| Exercise instructions |
Give the lines as a Markdown table with columns "Number" and "Content", leaving out blank lines. Begin at the line that contains "target: roof ridge" and stop after the line that contains "Trace the outline of every instance of the roof".

| Extracted records |
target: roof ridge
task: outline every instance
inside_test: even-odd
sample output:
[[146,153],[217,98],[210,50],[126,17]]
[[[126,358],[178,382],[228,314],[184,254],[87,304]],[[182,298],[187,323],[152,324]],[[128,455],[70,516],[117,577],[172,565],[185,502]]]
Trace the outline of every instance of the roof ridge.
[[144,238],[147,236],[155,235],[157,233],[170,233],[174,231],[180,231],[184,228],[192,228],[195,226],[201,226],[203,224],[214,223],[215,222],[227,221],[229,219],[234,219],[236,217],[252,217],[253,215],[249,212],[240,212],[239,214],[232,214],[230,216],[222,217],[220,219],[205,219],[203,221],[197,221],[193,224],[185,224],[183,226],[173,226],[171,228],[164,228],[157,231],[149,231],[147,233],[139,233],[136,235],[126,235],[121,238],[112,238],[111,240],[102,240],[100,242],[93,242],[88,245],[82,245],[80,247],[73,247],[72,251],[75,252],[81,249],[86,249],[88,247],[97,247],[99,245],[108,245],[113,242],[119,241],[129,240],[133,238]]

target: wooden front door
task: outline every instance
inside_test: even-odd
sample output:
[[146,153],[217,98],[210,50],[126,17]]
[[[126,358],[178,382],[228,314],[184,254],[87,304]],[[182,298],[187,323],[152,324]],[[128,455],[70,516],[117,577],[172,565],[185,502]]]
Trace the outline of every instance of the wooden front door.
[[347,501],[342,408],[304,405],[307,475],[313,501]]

* * *

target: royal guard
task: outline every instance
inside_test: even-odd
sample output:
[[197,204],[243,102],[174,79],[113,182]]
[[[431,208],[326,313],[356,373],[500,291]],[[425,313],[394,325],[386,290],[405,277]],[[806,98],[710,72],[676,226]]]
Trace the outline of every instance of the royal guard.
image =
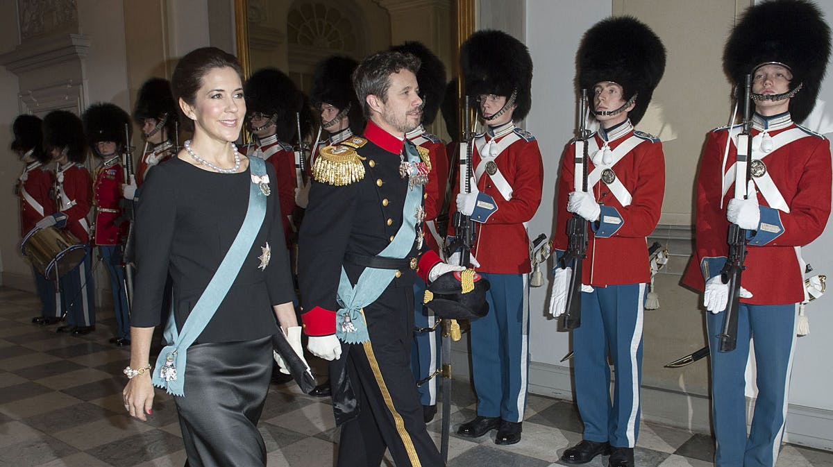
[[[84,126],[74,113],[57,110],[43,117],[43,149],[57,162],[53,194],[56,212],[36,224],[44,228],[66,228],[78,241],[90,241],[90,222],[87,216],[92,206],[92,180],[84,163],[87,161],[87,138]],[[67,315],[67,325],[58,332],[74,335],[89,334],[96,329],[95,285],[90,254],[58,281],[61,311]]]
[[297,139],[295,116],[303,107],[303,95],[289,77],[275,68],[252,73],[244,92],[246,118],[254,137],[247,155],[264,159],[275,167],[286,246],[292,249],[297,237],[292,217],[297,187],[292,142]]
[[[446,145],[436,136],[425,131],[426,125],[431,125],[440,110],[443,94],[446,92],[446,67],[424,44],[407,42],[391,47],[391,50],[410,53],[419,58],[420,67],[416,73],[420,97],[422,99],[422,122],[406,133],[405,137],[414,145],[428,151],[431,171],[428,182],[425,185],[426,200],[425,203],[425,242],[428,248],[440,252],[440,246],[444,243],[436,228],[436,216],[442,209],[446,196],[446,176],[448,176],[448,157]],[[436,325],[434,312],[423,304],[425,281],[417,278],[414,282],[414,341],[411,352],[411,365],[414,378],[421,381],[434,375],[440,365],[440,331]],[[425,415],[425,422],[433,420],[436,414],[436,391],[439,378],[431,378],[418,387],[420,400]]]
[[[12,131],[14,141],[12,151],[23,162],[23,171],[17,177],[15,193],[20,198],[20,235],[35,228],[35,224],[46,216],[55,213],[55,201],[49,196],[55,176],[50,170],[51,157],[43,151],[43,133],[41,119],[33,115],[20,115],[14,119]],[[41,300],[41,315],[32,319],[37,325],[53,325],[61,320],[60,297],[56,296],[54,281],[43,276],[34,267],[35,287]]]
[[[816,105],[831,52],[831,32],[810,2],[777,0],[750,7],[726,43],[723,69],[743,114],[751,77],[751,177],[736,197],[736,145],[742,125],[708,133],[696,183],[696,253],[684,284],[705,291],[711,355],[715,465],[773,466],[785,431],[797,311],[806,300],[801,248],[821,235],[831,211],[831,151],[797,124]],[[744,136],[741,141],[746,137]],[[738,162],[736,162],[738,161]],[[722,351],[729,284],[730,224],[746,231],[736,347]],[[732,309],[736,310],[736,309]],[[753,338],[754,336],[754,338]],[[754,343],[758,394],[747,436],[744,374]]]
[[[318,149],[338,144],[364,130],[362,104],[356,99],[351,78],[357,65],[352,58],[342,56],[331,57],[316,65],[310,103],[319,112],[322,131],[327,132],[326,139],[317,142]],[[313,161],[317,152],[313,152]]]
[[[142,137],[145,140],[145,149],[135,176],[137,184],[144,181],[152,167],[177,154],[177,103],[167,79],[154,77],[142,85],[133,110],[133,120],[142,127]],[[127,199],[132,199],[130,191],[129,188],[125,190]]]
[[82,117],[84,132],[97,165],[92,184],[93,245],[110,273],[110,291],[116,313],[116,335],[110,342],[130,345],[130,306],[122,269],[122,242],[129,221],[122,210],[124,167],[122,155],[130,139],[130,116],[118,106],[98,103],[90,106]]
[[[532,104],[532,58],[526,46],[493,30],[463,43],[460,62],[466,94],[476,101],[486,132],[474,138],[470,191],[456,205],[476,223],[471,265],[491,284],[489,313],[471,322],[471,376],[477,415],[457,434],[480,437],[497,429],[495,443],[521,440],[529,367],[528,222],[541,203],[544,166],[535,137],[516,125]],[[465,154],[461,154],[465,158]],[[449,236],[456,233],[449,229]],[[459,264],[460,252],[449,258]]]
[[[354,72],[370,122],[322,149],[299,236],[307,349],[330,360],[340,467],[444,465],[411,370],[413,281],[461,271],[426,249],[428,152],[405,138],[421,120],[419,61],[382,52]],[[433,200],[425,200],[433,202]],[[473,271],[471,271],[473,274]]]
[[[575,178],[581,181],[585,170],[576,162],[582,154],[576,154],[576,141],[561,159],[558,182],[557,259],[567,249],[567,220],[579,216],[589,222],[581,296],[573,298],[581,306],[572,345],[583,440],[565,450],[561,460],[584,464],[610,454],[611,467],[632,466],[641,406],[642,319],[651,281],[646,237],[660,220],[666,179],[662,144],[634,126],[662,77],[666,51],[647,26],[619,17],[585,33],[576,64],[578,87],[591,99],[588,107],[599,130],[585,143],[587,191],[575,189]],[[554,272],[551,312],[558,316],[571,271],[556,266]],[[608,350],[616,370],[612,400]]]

| Answer in full |
| Number | Content |
|---|---|
| 1 | target: roof ridge |
| 2 | task: outline every instance |
| 3 | inside_test: even-odd |
| 4 | sample output: |
| 5 | [[146,153],[217,98],[210,50],[126,17]] |
| 6 | [[[126,358],[178,382],[228,314],[184,254],[87,304]],[[182,298],[187,323],[152,324]],[[128,455],[70,516],[117,577],[172,565],[185,502]]] |
| 7 | Trace the outline of every instance of the roof ridge. |